What is asked –
Rescale the entries starting with the line containing "Guideline: treat each distinct silver suv" and going on through the line containing "[21,189,776,520]", reproducing every line in full and multiplying each bounding-box coordinate by 0.25, rounded to the nearest whole number with halves rounded up. Leave all other text unchanged, and give these lines alone.

Input data –
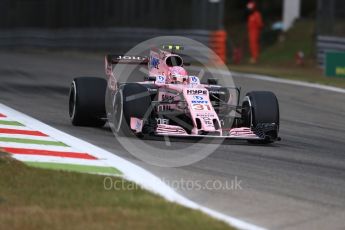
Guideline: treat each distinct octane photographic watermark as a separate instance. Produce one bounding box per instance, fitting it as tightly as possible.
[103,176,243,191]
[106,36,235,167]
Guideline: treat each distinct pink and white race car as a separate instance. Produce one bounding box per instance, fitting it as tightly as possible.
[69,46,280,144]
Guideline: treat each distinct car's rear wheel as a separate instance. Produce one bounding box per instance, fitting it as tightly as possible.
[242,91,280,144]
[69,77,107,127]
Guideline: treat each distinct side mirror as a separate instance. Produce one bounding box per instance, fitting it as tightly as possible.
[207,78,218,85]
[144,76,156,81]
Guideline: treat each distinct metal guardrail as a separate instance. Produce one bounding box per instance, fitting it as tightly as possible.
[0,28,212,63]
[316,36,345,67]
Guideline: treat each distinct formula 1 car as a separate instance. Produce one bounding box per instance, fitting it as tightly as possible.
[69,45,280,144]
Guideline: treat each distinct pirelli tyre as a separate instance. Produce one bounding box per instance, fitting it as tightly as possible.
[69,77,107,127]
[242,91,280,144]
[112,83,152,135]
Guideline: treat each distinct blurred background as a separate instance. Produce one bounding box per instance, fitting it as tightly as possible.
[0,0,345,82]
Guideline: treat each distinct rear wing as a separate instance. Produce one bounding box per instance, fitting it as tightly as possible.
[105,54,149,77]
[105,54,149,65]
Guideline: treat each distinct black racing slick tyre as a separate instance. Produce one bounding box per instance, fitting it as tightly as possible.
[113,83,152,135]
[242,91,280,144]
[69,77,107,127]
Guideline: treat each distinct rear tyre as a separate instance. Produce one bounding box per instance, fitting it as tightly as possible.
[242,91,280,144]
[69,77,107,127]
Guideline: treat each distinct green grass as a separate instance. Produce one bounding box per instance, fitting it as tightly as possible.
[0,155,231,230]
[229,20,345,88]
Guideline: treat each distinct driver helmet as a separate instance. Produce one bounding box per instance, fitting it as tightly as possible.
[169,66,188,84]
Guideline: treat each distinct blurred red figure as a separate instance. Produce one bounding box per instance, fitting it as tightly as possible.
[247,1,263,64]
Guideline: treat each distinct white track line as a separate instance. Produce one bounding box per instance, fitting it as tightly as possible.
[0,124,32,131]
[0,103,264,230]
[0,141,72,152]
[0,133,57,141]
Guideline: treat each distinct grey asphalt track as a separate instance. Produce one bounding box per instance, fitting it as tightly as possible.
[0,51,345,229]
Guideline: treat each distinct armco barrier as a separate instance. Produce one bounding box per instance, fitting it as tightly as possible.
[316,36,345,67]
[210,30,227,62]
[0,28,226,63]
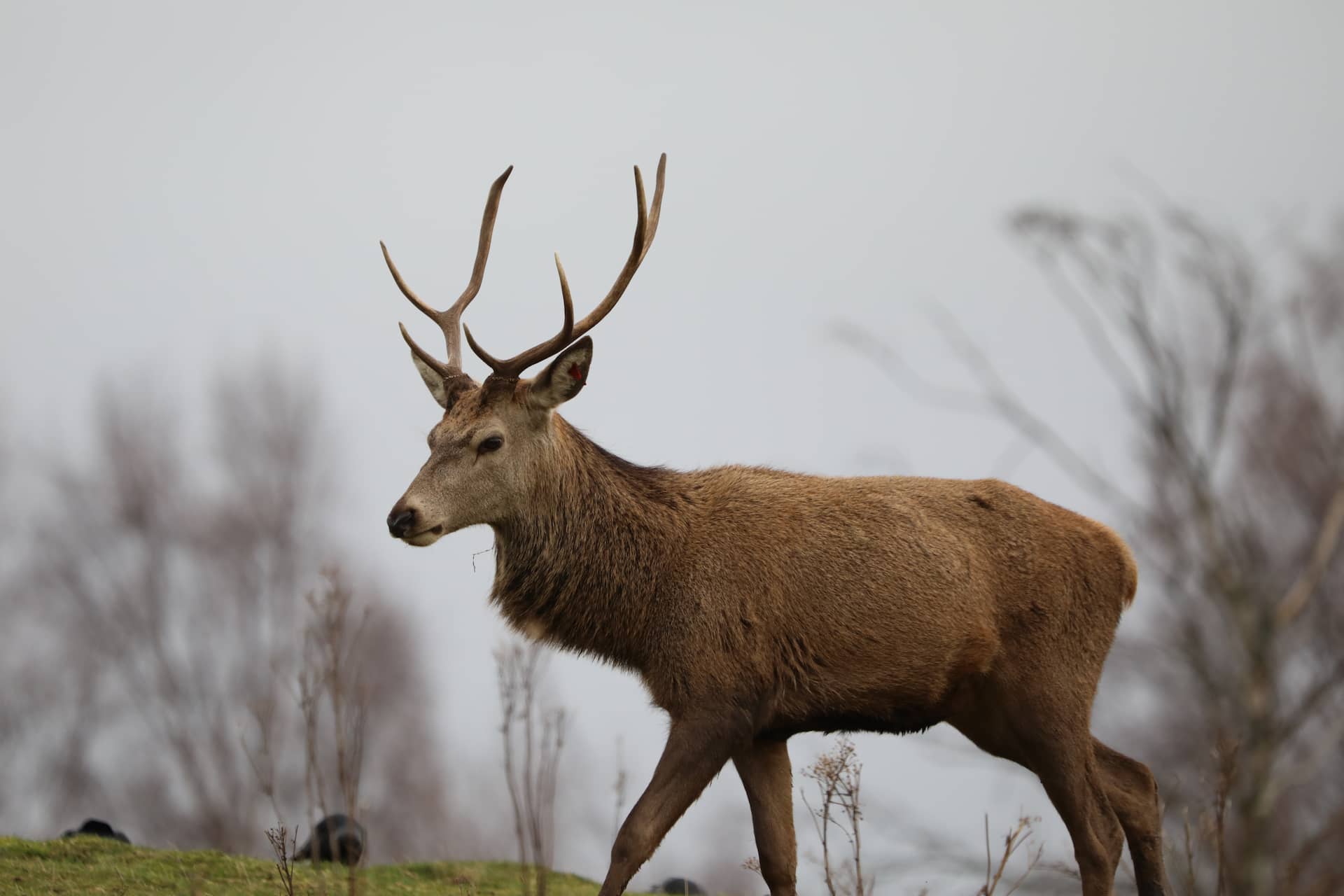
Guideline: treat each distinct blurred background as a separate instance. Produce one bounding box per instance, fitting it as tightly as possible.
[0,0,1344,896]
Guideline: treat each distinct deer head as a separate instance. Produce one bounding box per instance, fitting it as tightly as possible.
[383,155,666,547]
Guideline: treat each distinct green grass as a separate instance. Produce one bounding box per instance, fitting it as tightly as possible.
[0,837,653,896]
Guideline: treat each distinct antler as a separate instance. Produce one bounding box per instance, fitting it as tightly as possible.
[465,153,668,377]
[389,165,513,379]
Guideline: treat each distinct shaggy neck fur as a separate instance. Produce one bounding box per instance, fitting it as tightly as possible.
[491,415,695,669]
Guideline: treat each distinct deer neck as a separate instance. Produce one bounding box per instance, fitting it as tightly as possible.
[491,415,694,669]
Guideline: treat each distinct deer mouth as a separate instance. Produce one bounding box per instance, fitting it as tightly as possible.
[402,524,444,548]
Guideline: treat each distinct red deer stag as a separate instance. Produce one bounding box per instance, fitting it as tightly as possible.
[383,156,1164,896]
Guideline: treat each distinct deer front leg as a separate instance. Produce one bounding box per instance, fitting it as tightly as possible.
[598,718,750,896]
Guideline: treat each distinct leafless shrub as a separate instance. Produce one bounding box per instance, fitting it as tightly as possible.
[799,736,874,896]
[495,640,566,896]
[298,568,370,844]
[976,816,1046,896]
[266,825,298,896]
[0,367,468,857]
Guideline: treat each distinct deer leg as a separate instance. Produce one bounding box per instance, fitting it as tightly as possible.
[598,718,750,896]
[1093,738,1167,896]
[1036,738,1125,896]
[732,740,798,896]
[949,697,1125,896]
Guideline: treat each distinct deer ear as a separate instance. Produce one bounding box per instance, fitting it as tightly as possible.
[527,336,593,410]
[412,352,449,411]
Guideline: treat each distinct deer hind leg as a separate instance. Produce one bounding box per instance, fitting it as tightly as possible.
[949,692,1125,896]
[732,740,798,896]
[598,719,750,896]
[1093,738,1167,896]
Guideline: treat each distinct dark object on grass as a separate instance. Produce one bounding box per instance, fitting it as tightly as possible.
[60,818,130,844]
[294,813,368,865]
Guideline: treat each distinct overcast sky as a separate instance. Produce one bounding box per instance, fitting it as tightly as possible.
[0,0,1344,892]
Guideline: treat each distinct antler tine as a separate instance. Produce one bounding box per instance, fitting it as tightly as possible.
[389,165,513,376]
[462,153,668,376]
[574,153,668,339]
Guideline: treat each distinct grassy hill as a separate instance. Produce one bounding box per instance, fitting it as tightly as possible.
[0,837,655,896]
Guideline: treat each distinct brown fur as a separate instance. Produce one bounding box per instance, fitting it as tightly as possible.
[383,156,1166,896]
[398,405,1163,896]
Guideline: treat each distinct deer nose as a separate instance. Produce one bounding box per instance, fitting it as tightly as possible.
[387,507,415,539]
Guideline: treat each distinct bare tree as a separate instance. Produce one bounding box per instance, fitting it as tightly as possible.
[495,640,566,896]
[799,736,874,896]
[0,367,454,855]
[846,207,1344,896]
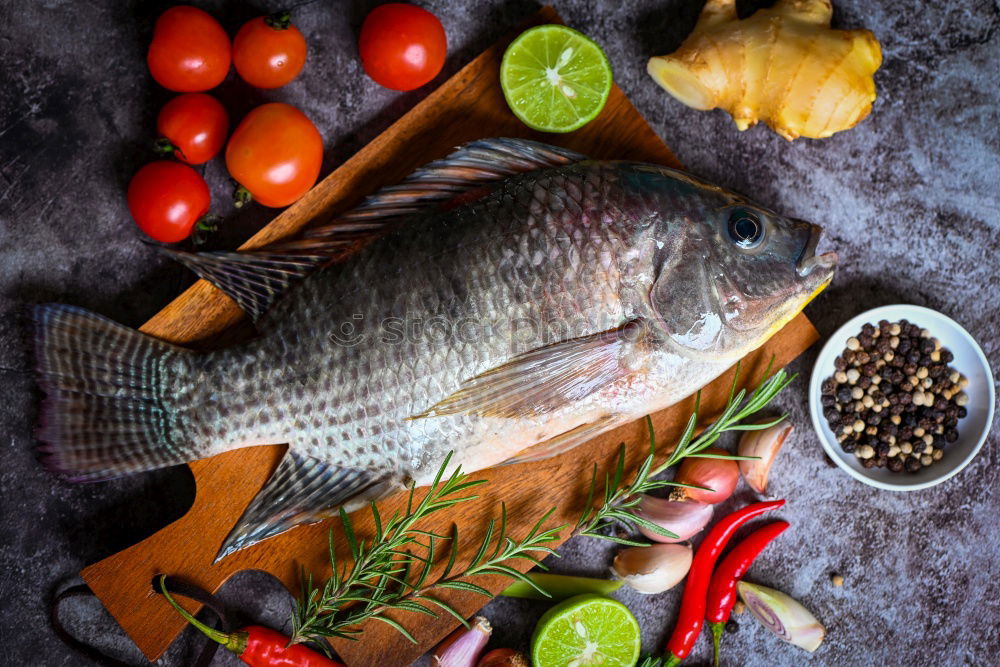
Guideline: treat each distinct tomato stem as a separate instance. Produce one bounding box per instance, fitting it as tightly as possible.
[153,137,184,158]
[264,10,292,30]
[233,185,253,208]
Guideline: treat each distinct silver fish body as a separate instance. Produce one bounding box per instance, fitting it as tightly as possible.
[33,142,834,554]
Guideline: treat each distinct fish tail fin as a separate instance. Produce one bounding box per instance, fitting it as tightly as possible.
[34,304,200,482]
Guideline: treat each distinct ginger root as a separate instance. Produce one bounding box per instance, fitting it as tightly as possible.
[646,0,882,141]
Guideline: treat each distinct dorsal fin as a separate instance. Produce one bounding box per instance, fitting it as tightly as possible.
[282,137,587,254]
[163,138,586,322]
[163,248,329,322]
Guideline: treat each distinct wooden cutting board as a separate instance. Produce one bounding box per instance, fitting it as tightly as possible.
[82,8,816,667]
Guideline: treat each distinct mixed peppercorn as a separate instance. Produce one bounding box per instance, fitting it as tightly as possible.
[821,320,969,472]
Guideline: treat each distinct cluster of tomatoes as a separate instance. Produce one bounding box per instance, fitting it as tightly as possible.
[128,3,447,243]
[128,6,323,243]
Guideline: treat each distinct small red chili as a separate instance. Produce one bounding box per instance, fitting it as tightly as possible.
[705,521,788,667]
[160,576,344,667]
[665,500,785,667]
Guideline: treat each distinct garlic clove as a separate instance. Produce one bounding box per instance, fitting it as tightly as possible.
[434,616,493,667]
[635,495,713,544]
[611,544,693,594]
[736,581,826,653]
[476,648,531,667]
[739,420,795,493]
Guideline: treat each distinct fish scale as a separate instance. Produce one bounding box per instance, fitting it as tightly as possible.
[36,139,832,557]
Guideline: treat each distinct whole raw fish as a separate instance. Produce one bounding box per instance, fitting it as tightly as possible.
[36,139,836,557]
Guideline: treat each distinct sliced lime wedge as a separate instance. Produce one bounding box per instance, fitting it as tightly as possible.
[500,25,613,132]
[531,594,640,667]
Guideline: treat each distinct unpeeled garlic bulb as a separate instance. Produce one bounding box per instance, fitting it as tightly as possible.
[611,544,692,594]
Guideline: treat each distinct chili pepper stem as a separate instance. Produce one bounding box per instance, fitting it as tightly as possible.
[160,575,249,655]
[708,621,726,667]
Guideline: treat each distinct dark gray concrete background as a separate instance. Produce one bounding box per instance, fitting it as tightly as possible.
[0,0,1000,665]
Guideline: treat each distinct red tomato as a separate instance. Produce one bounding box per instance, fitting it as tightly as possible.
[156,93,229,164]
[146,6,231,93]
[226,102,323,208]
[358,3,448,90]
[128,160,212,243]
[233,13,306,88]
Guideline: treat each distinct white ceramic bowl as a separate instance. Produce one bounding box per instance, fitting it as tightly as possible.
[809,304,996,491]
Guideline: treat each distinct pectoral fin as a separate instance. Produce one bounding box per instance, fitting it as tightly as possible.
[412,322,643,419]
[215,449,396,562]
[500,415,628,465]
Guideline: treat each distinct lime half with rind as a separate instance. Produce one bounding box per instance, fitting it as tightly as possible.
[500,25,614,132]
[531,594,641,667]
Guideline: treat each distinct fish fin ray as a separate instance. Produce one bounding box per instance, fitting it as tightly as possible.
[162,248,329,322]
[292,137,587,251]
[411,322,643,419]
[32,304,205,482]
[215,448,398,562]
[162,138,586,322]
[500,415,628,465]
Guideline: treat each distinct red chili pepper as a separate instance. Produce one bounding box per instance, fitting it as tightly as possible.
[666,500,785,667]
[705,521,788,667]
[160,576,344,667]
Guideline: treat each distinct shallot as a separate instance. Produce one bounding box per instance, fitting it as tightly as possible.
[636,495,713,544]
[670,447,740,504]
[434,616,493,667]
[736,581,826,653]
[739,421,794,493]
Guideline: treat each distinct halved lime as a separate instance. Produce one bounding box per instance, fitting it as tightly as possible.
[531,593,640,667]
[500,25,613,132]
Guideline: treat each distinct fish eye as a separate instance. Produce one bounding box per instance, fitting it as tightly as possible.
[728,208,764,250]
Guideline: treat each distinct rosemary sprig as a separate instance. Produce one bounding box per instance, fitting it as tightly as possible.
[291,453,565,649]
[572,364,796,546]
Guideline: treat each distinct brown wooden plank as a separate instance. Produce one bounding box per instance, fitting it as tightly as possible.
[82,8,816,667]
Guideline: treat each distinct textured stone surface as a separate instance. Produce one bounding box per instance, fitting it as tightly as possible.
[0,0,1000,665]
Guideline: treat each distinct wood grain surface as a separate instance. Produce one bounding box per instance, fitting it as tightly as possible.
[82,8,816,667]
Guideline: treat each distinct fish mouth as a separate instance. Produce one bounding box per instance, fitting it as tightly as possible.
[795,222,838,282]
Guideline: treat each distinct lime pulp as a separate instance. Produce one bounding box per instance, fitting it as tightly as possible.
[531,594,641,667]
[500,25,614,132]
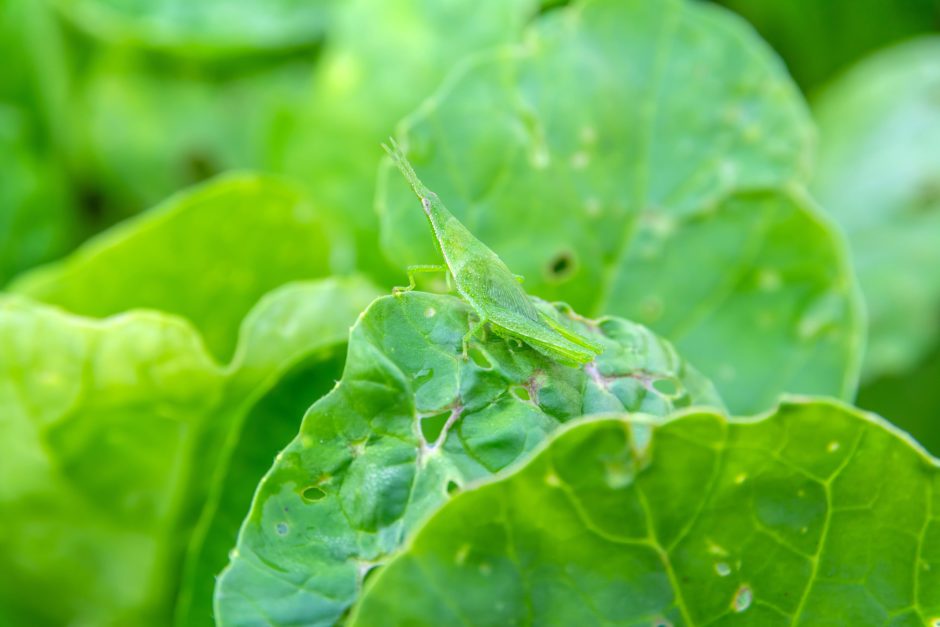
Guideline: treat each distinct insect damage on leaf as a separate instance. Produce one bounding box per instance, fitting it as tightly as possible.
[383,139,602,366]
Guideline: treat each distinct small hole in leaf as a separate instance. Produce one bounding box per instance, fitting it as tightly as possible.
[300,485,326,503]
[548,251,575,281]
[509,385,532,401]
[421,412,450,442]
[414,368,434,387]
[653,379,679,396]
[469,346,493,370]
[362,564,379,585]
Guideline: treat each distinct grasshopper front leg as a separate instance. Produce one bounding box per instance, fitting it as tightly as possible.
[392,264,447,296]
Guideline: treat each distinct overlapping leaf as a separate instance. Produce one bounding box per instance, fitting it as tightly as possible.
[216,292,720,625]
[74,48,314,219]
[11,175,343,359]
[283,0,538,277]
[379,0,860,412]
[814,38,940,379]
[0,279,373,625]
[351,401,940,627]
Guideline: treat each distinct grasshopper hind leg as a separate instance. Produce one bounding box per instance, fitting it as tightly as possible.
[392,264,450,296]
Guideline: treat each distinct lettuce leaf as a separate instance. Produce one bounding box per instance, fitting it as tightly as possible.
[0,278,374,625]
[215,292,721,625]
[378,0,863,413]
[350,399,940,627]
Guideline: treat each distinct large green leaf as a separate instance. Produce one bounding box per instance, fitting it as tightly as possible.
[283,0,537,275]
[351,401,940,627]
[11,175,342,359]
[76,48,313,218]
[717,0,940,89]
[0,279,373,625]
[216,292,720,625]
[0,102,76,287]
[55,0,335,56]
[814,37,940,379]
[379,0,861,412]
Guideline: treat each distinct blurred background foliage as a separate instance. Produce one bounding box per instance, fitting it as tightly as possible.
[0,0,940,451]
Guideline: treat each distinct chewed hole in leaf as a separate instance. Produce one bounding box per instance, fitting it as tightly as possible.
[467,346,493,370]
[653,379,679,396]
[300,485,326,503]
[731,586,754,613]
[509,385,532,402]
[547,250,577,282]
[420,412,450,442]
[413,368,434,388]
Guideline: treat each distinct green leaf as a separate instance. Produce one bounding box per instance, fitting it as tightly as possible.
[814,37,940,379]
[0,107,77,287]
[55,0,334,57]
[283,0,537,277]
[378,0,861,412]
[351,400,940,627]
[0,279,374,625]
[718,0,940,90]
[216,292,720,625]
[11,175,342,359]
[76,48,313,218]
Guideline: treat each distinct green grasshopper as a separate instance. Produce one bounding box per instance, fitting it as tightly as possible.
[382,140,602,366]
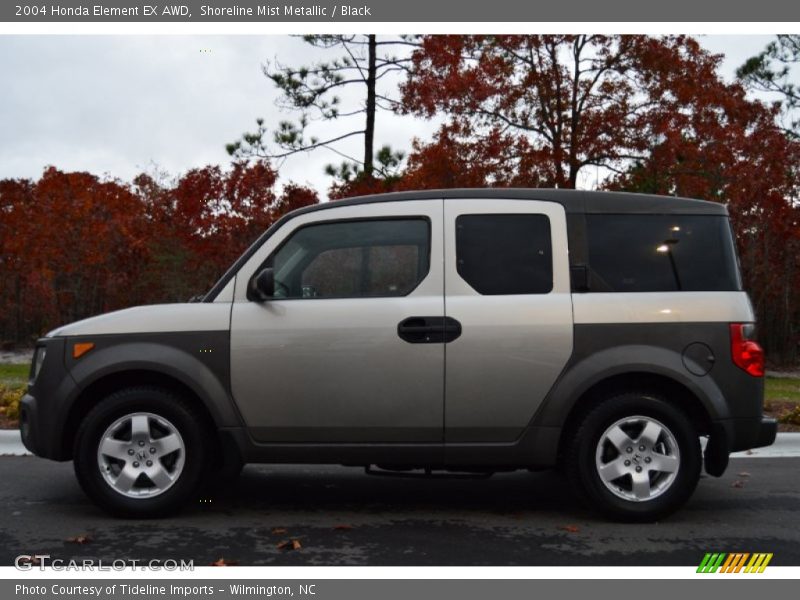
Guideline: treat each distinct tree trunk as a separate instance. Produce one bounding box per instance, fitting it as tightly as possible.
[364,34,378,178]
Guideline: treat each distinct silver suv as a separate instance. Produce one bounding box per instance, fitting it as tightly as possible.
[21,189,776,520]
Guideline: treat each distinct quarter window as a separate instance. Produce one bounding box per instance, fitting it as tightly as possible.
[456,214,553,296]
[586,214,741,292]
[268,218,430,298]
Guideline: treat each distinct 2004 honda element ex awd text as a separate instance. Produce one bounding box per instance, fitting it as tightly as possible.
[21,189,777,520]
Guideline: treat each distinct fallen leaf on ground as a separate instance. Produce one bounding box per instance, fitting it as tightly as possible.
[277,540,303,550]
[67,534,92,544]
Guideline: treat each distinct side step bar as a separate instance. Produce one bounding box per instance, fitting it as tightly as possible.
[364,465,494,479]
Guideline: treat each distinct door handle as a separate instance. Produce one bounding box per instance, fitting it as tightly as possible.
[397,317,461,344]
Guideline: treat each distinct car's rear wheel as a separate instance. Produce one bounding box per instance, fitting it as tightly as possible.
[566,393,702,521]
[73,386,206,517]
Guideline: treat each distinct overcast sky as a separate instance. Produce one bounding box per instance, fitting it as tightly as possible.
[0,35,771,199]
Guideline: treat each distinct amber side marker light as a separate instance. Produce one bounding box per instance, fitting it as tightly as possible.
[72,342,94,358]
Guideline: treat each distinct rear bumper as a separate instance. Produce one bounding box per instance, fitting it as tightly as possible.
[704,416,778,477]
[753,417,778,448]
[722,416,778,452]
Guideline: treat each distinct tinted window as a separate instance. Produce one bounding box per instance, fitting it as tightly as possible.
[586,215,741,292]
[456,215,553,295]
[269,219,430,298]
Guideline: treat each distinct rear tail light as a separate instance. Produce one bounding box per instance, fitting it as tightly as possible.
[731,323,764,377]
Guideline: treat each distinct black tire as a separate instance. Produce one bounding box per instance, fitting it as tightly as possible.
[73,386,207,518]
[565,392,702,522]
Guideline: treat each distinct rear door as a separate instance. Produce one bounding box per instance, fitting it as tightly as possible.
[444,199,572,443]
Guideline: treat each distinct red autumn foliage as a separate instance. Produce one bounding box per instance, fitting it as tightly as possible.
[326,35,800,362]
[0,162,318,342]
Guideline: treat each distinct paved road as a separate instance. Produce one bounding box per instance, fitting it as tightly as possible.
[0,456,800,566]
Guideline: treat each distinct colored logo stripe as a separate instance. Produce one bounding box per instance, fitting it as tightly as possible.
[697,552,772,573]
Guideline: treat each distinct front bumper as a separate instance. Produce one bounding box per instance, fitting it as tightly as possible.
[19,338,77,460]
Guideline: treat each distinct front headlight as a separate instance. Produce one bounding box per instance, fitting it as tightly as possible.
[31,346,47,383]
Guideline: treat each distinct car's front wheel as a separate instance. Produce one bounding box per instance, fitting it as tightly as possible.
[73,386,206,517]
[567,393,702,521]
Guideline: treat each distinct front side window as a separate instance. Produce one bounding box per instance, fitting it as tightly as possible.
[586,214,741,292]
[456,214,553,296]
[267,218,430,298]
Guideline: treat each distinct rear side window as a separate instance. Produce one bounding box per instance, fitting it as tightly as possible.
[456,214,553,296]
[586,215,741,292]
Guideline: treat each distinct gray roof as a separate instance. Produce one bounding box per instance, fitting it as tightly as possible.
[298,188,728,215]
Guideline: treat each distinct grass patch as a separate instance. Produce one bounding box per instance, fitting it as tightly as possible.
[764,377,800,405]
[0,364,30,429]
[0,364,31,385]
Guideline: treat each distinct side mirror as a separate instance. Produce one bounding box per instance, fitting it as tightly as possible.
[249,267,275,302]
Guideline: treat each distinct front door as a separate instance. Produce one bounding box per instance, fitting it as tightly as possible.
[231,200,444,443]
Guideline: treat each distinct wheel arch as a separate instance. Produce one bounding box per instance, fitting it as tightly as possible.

Reply –
Guideline: treat each distinct silver suv as a separate instance. Produce one bounding box per instance, fitting it as tightly as possible.
[5,47,194,130]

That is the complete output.